▶ [What to produce]: Transcribe each of the following lines word for word, without any changes.
━━ Rows ━━
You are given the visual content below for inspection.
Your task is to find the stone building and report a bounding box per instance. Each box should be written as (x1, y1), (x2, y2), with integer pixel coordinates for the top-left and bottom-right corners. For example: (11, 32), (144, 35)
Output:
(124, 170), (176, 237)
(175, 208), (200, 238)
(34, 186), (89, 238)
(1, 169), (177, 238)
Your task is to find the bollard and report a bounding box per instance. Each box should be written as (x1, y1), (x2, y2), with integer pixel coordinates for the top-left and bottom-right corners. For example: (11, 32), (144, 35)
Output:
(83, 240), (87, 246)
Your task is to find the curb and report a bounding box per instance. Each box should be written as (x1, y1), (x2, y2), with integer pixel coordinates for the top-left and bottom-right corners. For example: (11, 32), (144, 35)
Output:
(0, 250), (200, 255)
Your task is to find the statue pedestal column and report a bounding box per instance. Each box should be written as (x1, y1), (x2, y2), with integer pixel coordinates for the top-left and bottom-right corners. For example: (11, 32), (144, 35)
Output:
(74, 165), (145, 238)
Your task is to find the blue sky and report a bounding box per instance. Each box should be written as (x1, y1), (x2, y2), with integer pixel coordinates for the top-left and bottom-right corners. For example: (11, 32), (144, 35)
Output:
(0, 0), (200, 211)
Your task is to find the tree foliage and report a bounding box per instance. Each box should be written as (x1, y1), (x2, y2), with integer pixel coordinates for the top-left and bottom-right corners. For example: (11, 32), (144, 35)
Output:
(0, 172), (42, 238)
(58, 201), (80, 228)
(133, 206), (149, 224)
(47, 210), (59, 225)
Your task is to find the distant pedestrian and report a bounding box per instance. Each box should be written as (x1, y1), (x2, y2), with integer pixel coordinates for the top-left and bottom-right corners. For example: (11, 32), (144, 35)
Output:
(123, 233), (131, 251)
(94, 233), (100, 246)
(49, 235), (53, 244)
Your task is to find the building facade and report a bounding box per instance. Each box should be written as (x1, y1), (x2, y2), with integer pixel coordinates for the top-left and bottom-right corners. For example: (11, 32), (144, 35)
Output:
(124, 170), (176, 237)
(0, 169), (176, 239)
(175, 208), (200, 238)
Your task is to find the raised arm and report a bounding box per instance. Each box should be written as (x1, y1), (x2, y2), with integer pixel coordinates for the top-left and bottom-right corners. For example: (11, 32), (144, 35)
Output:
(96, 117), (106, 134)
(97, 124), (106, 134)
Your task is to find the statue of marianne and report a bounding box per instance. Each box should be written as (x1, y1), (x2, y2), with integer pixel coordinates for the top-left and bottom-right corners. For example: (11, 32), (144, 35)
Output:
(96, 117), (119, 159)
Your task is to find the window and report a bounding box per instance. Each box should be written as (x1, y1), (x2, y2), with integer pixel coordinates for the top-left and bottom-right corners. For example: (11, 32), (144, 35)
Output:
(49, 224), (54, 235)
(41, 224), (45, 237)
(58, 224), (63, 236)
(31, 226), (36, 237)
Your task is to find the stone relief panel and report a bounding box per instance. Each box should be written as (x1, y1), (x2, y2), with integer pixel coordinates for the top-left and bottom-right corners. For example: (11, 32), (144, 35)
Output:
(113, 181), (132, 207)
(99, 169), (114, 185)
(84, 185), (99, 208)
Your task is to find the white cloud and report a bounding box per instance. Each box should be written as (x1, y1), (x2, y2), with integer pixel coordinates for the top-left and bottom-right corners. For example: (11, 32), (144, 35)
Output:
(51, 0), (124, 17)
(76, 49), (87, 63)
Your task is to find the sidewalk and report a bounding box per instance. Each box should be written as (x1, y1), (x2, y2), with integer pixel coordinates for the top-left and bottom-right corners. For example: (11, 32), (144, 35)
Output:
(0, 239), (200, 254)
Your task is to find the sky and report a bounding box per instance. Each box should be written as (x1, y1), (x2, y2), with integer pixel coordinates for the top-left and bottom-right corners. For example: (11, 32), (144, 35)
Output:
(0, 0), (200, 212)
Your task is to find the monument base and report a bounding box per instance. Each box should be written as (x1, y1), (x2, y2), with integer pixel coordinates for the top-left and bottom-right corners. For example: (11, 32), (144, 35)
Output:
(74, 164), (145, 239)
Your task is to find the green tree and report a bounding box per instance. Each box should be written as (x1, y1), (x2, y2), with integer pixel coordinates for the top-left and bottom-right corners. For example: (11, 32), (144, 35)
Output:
━━━
▶ [Solved problem]:
You are given the visual content below for inspection.
Your task is to find the stone building and report a bounding box per instance. Each box should be written as (x1, y1), (x2, y2), with integer pixel coordinates for the top-left and bottom-right corners. For example: (11, 32), (144, 35)
Output:
(124, 170), (176, 237)
(175, 208), (200, 238)
(34, 186), (89, 238)
(1, 169), (177, 238)
Your task is to find the bollard and report a bounding box per instance. Each box should be written as (x1, y1), (x2, y2), with integer pixel coordinates for the top-left and bottom-right corners. For example: (11, 32), (144, 35)
Output:
(83, 240), (87, 246)
Your task is to find the curb and report a bounding box per instance. Each box should be written as (x1, y1), (x2, y2), with integer pixel coordinates for the top-left and bottom-right corners. For example: (11, 32), (144, 35)
Output:
(0, 250), (200, 255)
Your task is to find the statue pedestal column and report a bounding box per instance. Each box should be written as (x1, y1), (x2, y2), with integer pixel coordinates for the top-left and bottom-right corners. For example: (11, 32), (144, 35)
Output:
(74, 165), (145, 238)
Your task is to find the blue sky and report a bounding box per instance. Each box should be written as (x1, y1), (x2, y2), with integer pixel coordinates for the top-left and bottom-right corners. For example: (11, 32), (144, 35)
Output:
(0, 0), (200, 211)
Your task is to find the tree foliage and report a bounding box per instance. Each box should be written as (x1, y1), (x2, y2), with integer pixel coordinates for the top-left and bottom-right corners. For example: (11, 32), (144, 35)
Output:
(0, 172), (42, 238)
(58, 201), (80, 228)
(133, 206), (149, 224)
(47, 210), (59, 225)
Your task is to find the distant pedestrian and report a bounding box per instance. Each box should be written as (x1, y1), (x2, y2), with integer pixel coordinates for the top-left and bottom-right corners. For example: (11, 32), (144, 35)
Output:
(123, 233), (131, 251)
(94, 233), (100, 246)
(49, 235), (53, 244)
Your task is to find the building facade and report a bounding box per instance. Each box should be written as (x1, y1), (x2, y2), with integer pixel coordinates for the top-left and bottom-right corners. For example: (11, 32), (144, 35)
Output:
(124, 170), (176, 237)
(0, 169), (176, 239)
(175, 208), (200, 238)
Your task is to find the raised arm and report a bounding box per instance. Each box should be written as (x1, y1), (x2, y2), with integer pixel coordinates for the top-left and bottom-right corners. For example: (11, 32), (144, 35)
Output:
(96, 117), (106, 134)
(97, 124), (106, 134)
Your task is to find the statue of marianne and report a bounding box per instance. Each box should be written as (x1, y1), (x2, y2), with integer pixel coordinates for the top-left and bottom-right corners. For example: (11, 32), (144, 35)
Output:
(96, 117), (119, 159)
Your task is to find the window and report a bounding box per instance. Each box should be written as (x1, y1), (x2, y2), with integer pixel coordinates for the top-left and bottom-right corners. For example: (11, 32), (144, 35)
Output:
(49, 224), (54, 235)
(41, 224), (45, 237)
(58, 224), (63, 236)
(31, 226), (36, 237)
Your task is to find the stone relief panel and report a bounding box per instance. Each box should be written as (x1, y1), (x2, y2), with integer pixel coordinates for the top-left and bottom-right corners. For example: (11, 32), (144, 35)
Output:
(113, 181), (132, 207)
(99, 169), (114, 185)
(84, 185), (99, 208)
Your task is to find the white cloud and report a bounding box per instance. Each box should be written as (x1, y1), (x2, y2), with integer pixel coordinates for the top-left and bottom-right corners. For example: (11, 32), (144, 35)
Output:
(51, 0), (124, 17)
(76, 49), (87, 63)
Your task is to find the sidewalk and report a bounding box per instance. Each box should be written as (x1, y1), (x2, y2), with integer pixel coordinates for the top-left and bottom-right corners. For example: (11, 32), (144, 35)
Output:
(0, 239), (200, 254)
Your task is to find the sky and report a bounding box per instance. Each box should be written as (x1, y1), (x2, y2), with integer pixel coordinates for the top-left and bottom-right corners. For example: (11, 32), (144, 35)
Output:
(0, 0), (200, 212)
Your task is to find the monument base and report a bounding box per instance. Each box should be written as (x1, y1), (x2, y2), with integer pixel coordinates for the top-left and bottom-right corners. For example: (11, 32), (144, 35)
Output:
(74, 164), (145, 239)
Your task is to find the green tree and report a bounding box per instance. Each box should be written as (x1, y1), (x2, y2), with integer pixel coordinates for the top-left and bottom-right corners. For example: (11, 32), (144, 35)
Output:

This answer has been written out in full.